* **TASK GOAL**: Omit every picture, and retype the lines that run from the beginning of the data below through the line containing "shape point(53, 42)", inclusive.

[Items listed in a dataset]
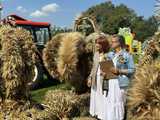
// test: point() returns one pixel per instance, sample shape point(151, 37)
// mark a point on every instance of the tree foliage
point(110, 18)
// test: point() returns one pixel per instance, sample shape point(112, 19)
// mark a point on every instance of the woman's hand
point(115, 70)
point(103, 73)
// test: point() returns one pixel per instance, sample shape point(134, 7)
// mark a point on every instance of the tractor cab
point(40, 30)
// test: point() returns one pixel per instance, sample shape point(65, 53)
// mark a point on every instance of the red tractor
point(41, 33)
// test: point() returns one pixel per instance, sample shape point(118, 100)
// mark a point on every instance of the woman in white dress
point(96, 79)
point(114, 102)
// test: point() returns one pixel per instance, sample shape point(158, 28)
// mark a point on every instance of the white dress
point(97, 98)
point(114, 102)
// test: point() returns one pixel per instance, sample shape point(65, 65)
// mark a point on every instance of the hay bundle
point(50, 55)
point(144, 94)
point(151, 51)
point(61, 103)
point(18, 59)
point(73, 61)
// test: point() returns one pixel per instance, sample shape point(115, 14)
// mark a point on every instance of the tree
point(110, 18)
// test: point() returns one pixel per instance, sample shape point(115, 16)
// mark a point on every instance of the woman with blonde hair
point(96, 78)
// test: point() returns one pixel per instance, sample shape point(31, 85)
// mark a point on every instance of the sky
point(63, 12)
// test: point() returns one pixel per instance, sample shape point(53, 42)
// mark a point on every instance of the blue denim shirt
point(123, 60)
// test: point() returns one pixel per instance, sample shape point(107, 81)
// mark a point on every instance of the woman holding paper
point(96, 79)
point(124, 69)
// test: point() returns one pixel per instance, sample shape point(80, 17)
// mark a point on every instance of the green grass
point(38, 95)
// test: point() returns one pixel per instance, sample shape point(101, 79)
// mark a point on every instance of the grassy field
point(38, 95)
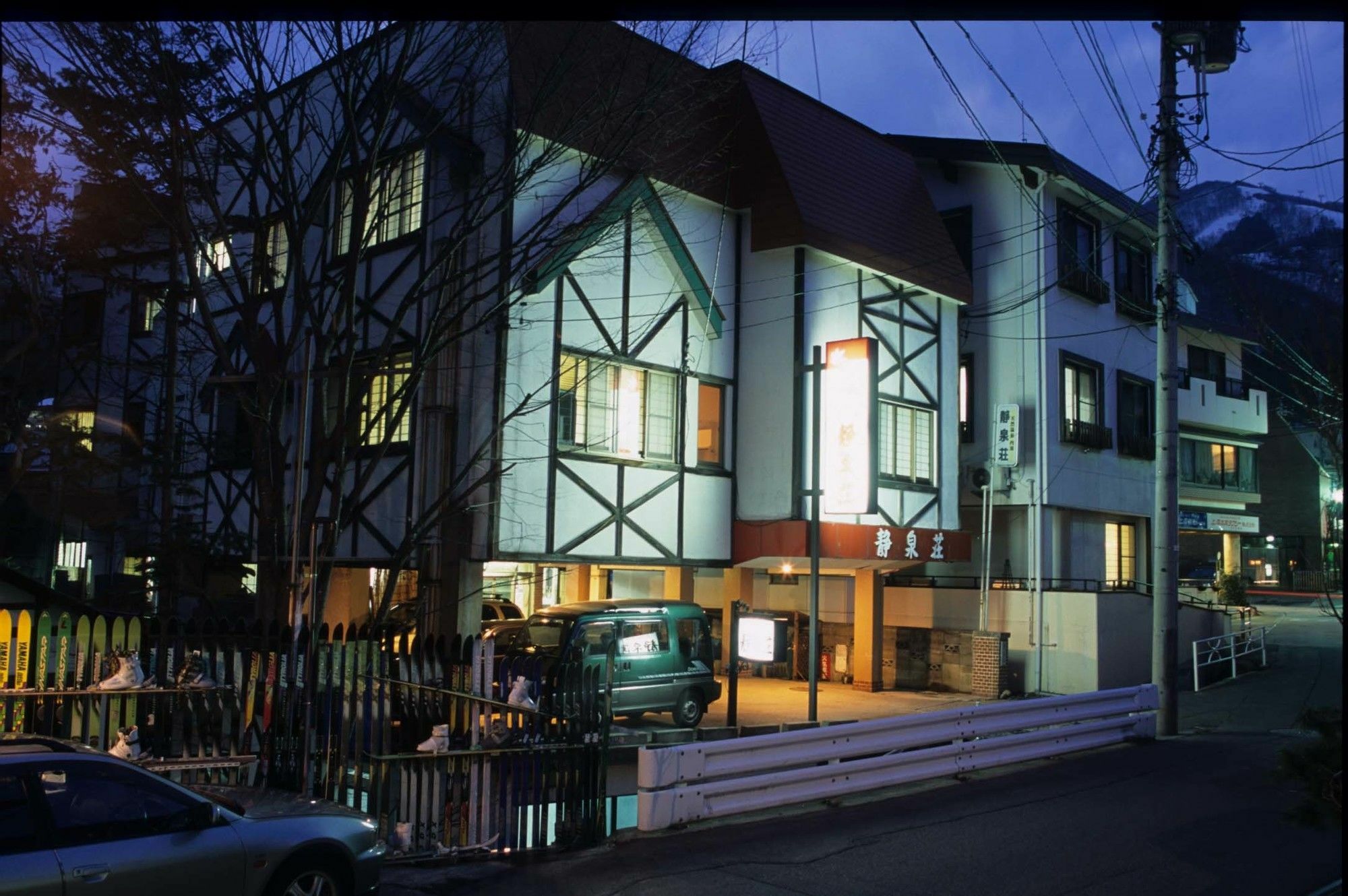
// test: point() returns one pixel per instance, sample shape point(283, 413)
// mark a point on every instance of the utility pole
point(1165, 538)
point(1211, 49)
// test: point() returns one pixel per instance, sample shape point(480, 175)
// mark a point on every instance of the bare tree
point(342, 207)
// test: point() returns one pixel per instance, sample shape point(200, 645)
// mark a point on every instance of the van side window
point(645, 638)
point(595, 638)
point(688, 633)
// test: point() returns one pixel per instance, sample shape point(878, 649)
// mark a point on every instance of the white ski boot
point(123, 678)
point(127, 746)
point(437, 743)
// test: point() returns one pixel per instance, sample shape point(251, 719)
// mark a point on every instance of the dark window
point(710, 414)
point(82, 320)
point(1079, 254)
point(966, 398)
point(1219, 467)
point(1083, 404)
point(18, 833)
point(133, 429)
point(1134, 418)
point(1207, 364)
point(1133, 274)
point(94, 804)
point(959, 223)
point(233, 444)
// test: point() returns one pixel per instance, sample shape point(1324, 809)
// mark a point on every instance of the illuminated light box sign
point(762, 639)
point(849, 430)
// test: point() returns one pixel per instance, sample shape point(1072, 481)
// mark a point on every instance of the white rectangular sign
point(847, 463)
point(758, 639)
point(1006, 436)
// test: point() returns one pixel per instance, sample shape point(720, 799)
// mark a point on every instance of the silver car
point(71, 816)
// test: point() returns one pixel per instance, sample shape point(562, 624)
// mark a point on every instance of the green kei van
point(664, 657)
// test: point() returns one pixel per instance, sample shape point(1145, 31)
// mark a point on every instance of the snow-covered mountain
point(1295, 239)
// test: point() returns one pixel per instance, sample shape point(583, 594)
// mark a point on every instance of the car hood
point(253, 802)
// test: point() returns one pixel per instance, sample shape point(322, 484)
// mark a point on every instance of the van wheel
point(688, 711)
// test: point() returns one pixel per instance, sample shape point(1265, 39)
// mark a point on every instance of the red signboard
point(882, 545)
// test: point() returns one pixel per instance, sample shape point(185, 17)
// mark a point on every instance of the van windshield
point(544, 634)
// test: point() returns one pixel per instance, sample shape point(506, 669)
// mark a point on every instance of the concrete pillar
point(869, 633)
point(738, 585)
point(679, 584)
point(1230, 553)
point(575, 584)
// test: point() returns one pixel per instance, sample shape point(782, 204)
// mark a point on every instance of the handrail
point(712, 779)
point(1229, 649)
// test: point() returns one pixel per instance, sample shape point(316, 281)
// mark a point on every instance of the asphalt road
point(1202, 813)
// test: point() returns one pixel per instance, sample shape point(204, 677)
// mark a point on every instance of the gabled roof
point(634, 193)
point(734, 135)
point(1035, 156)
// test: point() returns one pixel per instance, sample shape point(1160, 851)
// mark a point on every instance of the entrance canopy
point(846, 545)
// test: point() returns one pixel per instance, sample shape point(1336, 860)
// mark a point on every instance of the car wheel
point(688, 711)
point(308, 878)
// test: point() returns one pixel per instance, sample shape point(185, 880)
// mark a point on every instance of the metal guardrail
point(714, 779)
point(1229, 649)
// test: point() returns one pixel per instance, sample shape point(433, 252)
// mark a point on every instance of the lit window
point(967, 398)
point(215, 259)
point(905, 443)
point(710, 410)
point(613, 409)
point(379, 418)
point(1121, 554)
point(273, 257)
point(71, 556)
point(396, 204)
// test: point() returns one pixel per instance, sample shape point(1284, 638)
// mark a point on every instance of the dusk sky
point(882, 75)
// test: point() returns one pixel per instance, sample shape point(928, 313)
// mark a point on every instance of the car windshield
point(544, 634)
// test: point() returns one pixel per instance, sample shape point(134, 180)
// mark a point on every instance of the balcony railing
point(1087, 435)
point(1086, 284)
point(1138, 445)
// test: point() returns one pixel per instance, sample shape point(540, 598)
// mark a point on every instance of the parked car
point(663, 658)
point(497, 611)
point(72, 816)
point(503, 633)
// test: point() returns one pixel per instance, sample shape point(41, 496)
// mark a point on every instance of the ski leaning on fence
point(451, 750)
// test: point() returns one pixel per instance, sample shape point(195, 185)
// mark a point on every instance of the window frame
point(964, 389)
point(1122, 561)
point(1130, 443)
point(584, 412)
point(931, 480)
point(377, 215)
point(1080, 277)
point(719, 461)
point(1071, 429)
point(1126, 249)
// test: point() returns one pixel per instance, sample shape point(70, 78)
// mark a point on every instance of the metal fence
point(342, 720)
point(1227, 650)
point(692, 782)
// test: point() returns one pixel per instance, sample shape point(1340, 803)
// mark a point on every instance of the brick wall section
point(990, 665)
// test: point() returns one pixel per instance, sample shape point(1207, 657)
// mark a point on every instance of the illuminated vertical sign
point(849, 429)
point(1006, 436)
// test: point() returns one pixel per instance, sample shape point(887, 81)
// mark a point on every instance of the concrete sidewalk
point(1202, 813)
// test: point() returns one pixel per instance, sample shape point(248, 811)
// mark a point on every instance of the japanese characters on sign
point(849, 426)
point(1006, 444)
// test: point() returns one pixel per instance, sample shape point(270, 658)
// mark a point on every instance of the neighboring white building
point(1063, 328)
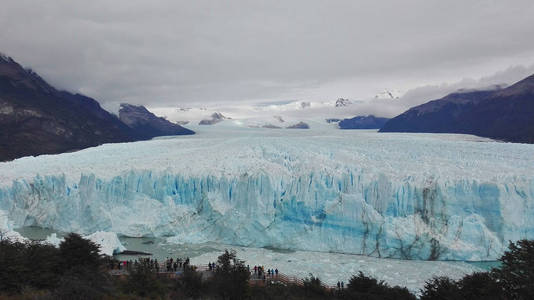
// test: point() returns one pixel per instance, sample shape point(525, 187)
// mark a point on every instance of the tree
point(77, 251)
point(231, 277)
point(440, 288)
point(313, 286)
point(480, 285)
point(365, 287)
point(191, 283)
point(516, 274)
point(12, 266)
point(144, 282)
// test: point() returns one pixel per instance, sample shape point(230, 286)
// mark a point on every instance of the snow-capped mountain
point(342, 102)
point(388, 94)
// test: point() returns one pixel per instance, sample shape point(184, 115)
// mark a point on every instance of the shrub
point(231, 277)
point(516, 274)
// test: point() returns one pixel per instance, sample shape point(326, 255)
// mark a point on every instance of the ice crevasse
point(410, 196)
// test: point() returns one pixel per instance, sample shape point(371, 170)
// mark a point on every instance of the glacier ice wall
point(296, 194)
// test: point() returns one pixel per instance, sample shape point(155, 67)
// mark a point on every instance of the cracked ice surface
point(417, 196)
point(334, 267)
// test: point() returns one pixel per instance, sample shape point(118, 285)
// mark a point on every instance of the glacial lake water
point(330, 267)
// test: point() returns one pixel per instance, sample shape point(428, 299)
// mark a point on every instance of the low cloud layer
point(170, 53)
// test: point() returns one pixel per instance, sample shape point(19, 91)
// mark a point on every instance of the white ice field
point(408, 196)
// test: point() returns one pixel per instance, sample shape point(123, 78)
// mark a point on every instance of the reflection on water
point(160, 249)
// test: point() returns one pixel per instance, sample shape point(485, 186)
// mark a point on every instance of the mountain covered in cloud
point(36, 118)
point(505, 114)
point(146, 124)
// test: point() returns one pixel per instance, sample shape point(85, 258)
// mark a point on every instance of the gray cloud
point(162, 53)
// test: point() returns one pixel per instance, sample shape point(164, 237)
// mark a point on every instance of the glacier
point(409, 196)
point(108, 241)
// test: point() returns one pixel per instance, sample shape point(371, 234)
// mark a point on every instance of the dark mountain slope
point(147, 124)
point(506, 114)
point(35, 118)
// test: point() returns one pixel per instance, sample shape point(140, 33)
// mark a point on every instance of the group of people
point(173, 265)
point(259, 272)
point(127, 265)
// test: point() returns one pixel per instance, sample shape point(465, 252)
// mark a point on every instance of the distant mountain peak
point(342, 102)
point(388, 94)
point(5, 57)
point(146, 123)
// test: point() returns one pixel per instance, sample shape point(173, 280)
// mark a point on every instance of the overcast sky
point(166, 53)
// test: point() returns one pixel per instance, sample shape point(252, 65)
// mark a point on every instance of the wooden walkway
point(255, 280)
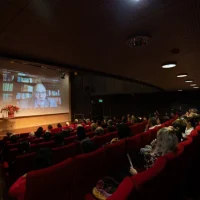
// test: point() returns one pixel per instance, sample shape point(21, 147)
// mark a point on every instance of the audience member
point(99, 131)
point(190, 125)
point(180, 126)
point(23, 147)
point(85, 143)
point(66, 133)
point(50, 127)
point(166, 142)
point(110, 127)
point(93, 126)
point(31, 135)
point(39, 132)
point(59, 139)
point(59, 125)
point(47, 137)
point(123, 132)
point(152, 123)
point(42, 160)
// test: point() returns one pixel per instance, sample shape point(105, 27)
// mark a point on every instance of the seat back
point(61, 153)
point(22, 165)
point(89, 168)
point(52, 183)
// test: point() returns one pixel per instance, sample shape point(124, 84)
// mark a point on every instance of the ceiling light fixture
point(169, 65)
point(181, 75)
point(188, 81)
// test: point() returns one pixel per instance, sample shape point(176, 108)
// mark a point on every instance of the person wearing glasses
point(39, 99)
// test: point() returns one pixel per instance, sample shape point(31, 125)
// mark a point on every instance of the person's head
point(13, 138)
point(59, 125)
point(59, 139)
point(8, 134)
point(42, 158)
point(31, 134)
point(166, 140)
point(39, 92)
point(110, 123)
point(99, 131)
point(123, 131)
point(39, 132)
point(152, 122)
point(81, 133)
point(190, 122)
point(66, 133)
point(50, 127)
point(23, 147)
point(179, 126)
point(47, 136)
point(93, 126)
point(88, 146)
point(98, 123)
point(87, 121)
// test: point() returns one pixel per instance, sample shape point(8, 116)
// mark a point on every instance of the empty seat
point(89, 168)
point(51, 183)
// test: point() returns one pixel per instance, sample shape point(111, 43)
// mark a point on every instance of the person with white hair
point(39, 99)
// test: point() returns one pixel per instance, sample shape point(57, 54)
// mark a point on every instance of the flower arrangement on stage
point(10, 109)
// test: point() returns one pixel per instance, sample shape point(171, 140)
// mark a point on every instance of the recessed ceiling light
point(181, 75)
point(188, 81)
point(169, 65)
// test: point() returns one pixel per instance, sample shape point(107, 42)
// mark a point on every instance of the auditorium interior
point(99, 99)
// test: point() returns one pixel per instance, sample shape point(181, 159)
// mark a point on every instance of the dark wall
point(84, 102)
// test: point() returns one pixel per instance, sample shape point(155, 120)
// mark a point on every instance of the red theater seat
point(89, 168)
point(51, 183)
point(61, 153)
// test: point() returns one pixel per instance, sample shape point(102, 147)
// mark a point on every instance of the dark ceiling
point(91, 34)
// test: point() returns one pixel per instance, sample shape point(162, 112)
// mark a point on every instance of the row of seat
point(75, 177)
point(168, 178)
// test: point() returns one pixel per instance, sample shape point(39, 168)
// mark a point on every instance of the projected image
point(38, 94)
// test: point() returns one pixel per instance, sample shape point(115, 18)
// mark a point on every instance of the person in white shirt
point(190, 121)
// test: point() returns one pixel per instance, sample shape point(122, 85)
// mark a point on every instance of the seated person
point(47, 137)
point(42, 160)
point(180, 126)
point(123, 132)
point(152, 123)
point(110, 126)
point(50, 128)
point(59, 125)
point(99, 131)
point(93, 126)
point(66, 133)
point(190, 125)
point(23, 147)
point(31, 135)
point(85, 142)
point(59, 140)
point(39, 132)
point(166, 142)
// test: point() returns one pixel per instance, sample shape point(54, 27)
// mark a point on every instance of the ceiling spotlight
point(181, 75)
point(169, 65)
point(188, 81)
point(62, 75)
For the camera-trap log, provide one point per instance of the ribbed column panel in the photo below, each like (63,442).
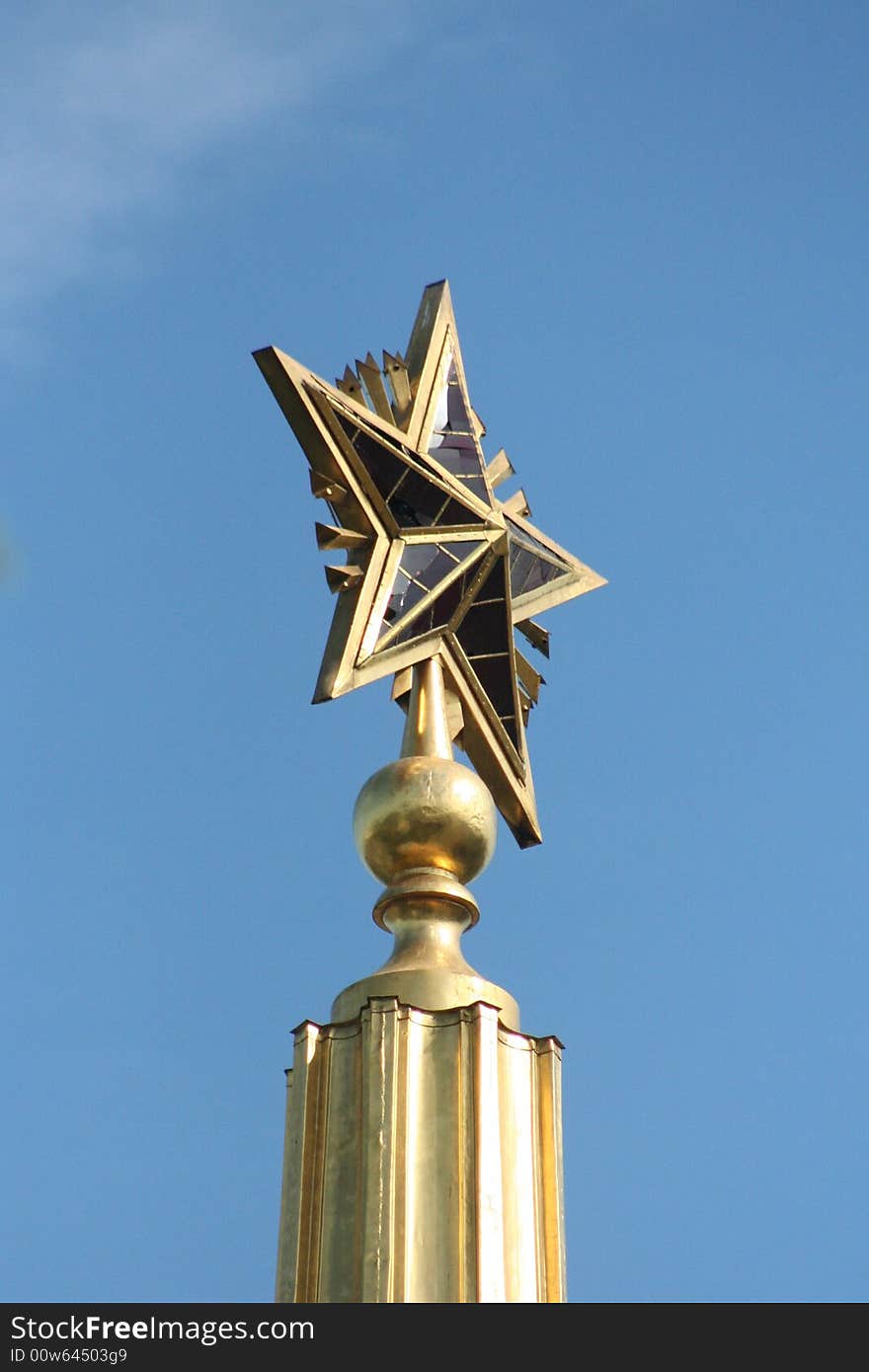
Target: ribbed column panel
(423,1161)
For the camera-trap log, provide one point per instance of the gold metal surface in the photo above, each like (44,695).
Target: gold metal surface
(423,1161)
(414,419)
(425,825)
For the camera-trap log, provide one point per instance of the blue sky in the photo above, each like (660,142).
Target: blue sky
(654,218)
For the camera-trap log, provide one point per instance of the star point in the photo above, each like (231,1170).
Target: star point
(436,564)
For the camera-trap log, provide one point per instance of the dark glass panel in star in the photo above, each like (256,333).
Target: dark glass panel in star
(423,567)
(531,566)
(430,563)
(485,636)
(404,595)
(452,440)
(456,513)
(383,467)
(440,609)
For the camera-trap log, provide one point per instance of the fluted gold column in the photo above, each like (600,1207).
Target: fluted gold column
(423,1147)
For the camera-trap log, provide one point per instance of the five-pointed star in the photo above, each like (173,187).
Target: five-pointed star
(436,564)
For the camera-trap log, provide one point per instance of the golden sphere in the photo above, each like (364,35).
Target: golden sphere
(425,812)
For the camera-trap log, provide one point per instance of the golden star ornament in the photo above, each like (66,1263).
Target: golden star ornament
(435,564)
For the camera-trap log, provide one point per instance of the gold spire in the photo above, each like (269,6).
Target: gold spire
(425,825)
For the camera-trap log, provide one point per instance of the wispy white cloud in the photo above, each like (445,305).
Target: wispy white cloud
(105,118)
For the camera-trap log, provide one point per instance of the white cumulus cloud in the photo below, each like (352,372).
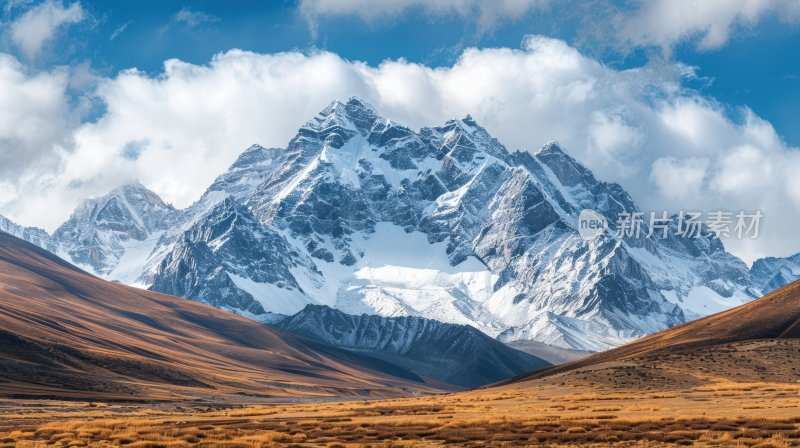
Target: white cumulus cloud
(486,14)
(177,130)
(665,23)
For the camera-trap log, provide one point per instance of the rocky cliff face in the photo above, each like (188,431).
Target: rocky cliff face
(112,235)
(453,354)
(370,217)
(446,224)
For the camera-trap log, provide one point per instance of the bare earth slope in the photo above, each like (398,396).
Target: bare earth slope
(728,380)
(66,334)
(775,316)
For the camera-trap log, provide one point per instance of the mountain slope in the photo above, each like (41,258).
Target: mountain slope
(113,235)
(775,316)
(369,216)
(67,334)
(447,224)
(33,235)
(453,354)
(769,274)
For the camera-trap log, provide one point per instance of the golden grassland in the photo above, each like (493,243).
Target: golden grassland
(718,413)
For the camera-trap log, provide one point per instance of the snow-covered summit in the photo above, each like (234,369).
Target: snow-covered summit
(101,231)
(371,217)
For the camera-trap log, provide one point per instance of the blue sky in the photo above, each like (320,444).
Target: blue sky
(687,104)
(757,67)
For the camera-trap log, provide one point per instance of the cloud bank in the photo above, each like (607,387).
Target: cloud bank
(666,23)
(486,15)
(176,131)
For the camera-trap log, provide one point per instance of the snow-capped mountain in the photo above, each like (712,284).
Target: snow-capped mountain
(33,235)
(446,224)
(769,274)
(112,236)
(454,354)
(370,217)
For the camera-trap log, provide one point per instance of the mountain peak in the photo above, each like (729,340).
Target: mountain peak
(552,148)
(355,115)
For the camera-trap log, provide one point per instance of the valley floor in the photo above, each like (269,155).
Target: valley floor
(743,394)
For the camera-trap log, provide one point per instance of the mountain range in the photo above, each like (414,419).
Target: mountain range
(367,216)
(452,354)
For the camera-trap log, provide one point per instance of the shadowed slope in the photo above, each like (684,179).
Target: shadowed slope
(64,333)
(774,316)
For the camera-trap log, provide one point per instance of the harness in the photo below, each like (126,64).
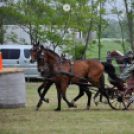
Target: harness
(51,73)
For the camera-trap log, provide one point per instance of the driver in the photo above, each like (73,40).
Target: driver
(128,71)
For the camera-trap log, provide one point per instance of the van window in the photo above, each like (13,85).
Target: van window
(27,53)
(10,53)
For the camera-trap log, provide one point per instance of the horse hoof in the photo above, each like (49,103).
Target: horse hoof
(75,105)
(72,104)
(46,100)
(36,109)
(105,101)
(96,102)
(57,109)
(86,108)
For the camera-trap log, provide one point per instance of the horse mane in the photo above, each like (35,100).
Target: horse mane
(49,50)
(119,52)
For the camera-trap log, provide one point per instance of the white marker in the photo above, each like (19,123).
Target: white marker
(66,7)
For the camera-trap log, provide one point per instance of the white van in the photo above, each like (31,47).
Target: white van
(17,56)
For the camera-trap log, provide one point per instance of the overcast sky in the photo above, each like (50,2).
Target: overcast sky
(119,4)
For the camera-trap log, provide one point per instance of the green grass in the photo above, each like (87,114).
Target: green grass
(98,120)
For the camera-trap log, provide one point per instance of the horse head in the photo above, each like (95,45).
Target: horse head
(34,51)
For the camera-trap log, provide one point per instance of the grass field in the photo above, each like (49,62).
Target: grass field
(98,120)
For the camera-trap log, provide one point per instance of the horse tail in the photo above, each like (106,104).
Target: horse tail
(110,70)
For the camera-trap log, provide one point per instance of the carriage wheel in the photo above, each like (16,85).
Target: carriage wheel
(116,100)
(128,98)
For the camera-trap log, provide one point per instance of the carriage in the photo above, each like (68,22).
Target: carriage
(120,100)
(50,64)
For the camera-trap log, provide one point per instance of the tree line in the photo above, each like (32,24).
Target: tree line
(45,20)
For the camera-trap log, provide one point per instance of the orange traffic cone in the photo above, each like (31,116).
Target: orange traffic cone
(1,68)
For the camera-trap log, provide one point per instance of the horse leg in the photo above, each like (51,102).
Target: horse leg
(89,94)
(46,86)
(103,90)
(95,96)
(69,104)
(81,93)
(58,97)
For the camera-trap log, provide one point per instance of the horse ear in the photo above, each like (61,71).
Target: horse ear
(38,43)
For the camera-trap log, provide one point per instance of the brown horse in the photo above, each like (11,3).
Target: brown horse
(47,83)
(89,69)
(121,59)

* **FINISHED TASK**:
// test: point() returns one pixel per instance, sample shape point(151, 37)
// mark a point on every instance of the tree foliage
point(110, 18)
// test: point() returns one pixel per instance, sample shape point(112, 19)
// mark a point on every instance of the woman's hand
point(115, 70)
point(103, 73)
// test: point() returns one pixel per instance, sample shape point(134, 7)
// mark a point on every instance of the tractor cab
point(40, 30)
// test: point() returns one pixel per instance, sample shape point(65, 53)
// mark a point on every instance of the red tractor
point(41, 33)
// test: point() returns one pixel per instance, sample shape point(118, 100)
// mark a point on every instance of the woman in white dress
point(96, 79)
point(114, 102)
// test: point() returns one pixel per instance, sample shape point(158, 28)
// mark a point on every instance of the white dress
point(97, 98)
point(114, 102)
// test: point() returns one pixel per instance, sample shape point(65, 65)
// mark a point on every instance of the hay bundle
point(50, 55)
point(144, 94)
point(151, 51)
point(61, 103)
point(18, 59)
point(73, 61)
// test: point() returns one pixel per instance, sample shape point(115, 14)
// mark a point on every instance of the tree
point(110, 18)
// test: point() returns one pixel per instance, sample shape point(115, 16)
// mark a point on every instance of the woman with blonde hair
point(96, 78)
// test: point() returns one pixel per instance, sample shape point(31, 85)
// mark a point on every instance of the sky
point(63, 12)
// test: point() returns one pixel per instance, sample shape point(53, 42)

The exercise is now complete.